Lo que logra Homero con sus obras es resumir a su época, reflejar posturas
de vida ante diferentes circunstancias, plantearnos qué tan pequeñitos y
ridículos somos en realidad, que nuestras vidas son luchas eternas y diarias y
que vivimos sumergidos en un viaje difícil, del cual muchas veces terminamos
siendo derrotados, que los sacrificios no valen, hay veces, las victorias que
vayamos a obtener, que el más fuerte, el más bello puede ser el más petulante
de todos y el más justo y moral no tiene oportunidades en esta batalla que
llamamos vida.
Estas creaciones que ya bordean los 2800 – 2900 años (no quiero errar la
cronología) cantan a una Ilión esplendorosa que hoy reposa en las costas de la
lejana Turquía ennovelada de nuevas historias o a todo un itinerario turístico
por islas paradisiacas, playas más azules que su cielo mismo, tierras preñadas
de verdes inmensos o secas tierras calientes. Estos son los escenarios que
Homero pone como telón de fondo a sus dos epopeyas que épicamente recorren a
ritmo de hexámetro los casi 30000 versos jónicos y que distribuye con
perfección mágica en 24 cantos en su Ilíada y Odisea.

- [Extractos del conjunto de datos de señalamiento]
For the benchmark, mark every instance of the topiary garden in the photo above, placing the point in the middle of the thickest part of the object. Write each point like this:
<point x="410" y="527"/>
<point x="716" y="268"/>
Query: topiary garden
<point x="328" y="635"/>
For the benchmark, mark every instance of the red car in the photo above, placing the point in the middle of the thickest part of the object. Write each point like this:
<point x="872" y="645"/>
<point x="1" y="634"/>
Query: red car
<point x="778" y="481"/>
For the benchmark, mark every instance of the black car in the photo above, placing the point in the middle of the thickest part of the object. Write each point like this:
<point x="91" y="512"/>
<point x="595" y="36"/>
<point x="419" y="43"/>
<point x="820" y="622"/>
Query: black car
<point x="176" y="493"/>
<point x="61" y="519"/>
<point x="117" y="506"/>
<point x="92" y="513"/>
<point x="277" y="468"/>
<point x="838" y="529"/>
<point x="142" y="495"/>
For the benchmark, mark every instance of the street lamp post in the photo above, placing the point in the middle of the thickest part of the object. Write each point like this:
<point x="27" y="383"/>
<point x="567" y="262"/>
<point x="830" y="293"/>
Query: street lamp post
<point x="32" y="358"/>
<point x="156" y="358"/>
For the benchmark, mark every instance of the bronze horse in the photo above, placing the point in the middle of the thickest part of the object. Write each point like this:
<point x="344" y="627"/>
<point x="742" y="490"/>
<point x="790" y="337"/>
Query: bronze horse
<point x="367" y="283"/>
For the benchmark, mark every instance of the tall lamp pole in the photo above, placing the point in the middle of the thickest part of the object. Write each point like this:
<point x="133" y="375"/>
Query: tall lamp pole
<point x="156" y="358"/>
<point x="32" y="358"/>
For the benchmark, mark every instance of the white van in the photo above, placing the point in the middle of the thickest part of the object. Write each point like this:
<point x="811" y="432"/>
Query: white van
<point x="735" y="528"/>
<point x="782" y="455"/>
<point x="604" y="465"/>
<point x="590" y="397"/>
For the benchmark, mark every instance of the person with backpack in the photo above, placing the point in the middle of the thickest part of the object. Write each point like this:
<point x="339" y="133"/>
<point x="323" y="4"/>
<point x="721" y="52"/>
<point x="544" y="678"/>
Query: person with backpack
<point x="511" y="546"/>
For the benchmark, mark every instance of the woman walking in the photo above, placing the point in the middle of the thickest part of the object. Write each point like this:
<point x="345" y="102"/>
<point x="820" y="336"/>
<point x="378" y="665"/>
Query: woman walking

- [Qué harás]
a – Escribe tal cual las líneas del listado, comenzando en la que contiene "For the benchmark, mark every instance of the person" y terminando en la última línea del listado.
b – Retoma el texto sobre las epopeyas de Homero y continúalo a partir de su última oración.

- [Resultados por tarea]
a –
For the benchmark, mark every instance of the person with backpack in the photo above, placing the point in the middle of the thickest part of the object. Write each point like this:
<point x="339" y="133"/>
<point x="323" y="4"/>
<point x="721" y="52"/>
<point x="544" y="678"/>
Query: person with backpack
<point x="511" y="546"/>
For the benchmark, mark every instance of the woman walking in the photo above, placing the point in the middle of the thickest part of the object. Write each point like this:
<point x="345" y="102"/>
<point x="820" y="336"/>
<point x="378" y="665"/>
Query: woman walking

b –
Obras que anticipan lo que harán sus personajes, pero que sin embargo
nos mantienen sumergidos en la historia (Kafka y La metamorfosis o
Gabo con su Crónica de una muerte anunciada), esperamos la
muerte de nuestro antipático Aquiles y la obra cierra con el funeral de nuestro
amado Héctor; esa linealidad omnisciente que nos lleva a través de nuestro
barrio de broncas juveniles y adoptamos ser un huidizo París o un cachudo
encolerizado Menelao, porque sabemos de antemano que nosotros no tenemos dioses
protectores que saldrán en ayuda nuestra: no hay Poseidón, ni Atenea, ni
Afrodita, ni Hera, ni Zeus, a lo mucho un Hermes que nos avise que la
escapatoria es lo mejor que podemos hacer.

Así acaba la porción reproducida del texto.